Fragmento del texto:
Ese principio supremo fue el objeto de todos los anhelos de aquel gran corazón; y su vida, un itinerario constante hacia Dios. Le buscó con la tríplice mirada de que él mismo nos habla: la mirada de la carne, que se derrama por el exterior; la de la inteligencia, que se hunde en el fondo de nuestro ser, y la del espíritu, que se dirige hacia el mundo de las cosas superiores; el ojo del poeta, el ojo del filósofo y el ojo del místico. Tres procedimientos distintos, que él supo unir maravillosamente para llevar hasta Dios el carro de su alma. Ni el poeta perjudicó al filósofo, ni el filósofo entorpeció las alas del místico. La filosofía apartó al misticismo de fanatismos quietistas y aventuras de visionario; el misticismo caldeó y animó las especulaciones filosóficas, y la poesía añadió el vibrante aleteo de sus ascensiones y la vestidura luminosa de sus imágenes.

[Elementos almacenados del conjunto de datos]
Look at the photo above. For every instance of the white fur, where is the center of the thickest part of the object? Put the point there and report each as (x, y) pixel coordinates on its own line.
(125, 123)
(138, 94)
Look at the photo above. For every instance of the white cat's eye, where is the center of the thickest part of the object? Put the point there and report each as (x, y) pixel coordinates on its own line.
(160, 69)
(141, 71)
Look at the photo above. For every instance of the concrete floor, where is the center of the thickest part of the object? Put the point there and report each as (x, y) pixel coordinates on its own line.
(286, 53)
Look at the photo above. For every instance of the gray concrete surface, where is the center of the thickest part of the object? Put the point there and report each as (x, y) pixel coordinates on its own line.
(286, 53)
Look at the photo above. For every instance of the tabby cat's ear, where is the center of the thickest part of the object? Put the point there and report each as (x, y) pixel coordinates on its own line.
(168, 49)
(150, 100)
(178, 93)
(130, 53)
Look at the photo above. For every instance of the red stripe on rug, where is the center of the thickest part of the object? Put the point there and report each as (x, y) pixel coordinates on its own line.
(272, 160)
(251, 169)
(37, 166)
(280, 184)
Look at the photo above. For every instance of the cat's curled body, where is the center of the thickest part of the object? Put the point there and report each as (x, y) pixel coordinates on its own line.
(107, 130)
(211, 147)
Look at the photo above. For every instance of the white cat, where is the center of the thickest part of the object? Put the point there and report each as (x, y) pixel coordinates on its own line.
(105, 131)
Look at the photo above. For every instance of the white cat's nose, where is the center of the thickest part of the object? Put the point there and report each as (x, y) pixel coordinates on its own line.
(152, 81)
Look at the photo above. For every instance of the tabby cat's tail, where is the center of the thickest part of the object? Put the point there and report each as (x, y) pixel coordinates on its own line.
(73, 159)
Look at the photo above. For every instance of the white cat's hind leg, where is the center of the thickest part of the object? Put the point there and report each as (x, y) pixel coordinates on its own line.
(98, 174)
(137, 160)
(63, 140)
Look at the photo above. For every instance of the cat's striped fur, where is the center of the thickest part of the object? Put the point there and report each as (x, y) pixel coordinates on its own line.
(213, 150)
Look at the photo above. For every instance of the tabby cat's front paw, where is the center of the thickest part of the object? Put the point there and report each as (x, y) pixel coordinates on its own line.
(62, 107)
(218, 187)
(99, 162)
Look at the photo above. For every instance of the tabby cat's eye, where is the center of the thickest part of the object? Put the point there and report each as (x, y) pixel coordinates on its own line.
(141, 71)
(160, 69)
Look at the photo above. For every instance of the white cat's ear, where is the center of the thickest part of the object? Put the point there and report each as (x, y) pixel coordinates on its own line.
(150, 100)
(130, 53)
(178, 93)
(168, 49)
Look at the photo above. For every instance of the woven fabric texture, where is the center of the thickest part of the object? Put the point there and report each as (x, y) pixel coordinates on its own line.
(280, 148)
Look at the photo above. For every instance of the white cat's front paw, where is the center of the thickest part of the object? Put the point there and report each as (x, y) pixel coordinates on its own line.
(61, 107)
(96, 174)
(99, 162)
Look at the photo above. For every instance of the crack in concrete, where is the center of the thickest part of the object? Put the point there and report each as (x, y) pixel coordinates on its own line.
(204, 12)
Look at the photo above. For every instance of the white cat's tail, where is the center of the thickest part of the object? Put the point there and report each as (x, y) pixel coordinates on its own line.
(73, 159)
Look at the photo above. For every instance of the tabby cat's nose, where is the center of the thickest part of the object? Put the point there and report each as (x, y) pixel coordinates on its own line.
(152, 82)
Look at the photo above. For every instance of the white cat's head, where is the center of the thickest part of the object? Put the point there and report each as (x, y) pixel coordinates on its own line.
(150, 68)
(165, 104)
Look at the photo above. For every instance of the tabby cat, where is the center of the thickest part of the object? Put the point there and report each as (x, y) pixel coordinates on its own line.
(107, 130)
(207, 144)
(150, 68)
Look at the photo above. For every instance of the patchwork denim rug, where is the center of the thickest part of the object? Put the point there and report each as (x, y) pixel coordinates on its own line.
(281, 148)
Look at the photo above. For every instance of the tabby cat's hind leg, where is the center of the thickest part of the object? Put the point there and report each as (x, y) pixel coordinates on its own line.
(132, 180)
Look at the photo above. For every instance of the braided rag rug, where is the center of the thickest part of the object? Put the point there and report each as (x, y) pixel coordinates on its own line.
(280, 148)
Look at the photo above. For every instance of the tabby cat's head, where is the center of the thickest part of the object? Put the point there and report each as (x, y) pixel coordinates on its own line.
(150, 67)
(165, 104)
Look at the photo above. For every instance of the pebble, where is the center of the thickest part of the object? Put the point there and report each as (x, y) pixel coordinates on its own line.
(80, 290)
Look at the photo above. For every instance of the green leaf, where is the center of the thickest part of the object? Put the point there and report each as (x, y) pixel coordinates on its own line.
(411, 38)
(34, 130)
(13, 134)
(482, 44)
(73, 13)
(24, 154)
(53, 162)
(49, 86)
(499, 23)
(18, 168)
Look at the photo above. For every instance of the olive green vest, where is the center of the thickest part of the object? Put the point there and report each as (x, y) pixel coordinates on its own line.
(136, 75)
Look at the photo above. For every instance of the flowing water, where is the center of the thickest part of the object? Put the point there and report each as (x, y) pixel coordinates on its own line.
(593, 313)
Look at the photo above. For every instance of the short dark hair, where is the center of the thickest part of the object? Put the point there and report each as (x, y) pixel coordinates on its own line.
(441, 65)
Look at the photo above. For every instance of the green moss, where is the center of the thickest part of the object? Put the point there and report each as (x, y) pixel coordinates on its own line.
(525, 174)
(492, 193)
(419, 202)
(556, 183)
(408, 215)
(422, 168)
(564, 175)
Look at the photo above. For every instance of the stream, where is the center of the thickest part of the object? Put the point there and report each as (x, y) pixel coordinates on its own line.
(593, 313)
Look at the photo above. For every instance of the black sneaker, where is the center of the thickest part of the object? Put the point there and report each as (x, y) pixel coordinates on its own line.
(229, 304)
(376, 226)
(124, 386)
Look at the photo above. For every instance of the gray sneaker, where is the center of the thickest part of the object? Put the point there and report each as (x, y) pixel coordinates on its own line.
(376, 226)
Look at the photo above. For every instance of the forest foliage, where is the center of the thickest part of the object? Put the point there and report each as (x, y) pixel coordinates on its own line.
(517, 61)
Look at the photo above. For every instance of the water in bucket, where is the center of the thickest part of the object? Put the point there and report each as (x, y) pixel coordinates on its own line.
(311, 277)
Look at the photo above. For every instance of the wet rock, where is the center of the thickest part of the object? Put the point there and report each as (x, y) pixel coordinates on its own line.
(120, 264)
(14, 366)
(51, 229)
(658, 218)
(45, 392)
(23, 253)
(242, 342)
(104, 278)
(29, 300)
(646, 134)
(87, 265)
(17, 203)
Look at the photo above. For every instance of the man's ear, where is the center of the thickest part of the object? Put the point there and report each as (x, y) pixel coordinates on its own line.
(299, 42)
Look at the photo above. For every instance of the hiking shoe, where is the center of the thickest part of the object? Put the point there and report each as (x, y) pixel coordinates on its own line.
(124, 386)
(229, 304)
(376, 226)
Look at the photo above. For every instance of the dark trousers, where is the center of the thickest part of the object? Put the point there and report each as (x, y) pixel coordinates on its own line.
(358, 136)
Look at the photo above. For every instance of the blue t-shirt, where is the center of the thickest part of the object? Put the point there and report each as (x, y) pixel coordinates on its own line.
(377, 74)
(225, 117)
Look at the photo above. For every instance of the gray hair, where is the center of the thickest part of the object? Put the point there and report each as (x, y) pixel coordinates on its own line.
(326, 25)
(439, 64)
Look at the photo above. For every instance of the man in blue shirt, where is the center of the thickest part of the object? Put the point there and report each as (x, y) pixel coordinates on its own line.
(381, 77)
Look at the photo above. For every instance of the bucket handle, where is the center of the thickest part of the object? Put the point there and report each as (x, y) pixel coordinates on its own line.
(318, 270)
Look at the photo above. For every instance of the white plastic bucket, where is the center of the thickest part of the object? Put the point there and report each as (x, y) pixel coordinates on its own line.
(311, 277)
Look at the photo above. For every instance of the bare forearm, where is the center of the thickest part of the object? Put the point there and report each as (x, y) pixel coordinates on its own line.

Tareas por realizar:
• 1. Enumera los tres ojos que se nombran en el fragmento.
• 2. Según el fragmento, ¿de qué apartó la filosofía al misticismo?
• 3. Indica si cada afirmación concuerda con el fragmento: (a) La mirada de la inteligencia se derrama por el exterior. (b) El filósofo entorpeció las alas del místico. (c) La poesía aportó la vestidura luminosa de sus imágenes.
Los datos no son necesarios para este ejercicio.

Respuestas:
• 1. El ojo del poeta, el ojo del filósofo y el ojo del místico.

• 2. De fanatismos quietistas y aventuras de visionario.

• 3.
(a) No: "la mirada de la carne, que se derrama por el exterior".
(b) No: "ni el filósofo entorpeció las alas del místico".
(c) Sí: "la poesía añadió el vibrante aleteo de sus ascensiones y la vestidura luminosa de sus imágenes".